Your objective >> For the listing below, give the number of lines that include "each" and add nothing to it.

Data for analysis >>
Content starts
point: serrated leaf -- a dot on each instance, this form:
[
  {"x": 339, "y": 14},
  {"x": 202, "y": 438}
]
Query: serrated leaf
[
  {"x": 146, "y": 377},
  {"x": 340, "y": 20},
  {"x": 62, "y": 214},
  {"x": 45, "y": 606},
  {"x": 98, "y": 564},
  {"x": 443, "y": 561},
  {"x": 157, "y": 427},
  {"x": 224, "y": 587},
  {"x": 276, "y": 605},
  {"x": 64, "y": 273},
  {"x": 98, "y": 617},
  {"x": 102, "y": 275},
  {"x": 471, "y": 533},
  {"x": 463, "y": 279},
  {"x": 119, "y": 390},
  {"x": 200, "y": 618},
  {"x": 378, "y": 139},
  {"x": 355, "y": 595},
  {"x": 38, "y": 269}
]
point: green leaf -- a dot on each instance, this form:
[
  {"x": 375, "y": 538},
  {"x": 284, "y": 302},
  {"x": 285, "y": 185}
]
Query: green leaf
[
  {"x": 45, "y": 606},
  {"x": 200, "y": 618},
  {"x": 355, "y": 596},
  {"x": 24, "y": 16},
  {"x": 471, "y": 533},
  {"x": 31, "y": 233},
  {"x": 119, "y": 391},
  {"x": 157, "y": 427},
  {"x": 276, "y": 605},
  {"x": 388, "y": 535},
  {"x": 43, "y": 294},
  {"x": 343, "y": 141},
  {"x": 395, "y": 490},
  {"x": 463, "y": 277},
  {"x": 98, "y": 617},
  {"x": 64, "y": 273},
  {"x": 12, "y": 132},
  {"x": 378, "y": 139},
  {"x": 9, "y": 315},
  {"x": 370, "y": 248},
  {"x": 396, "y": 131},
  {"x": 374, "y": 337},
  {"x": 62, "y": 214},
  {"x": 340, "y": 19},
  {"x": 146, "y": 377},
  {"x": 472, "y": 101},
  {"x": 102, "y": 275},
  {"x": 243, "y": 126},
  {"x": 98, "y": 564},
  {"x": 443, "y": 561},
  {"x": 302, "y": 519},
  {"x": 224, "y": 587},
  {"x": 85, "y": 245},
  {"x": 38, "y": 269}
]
Content ends
Finished task >> 2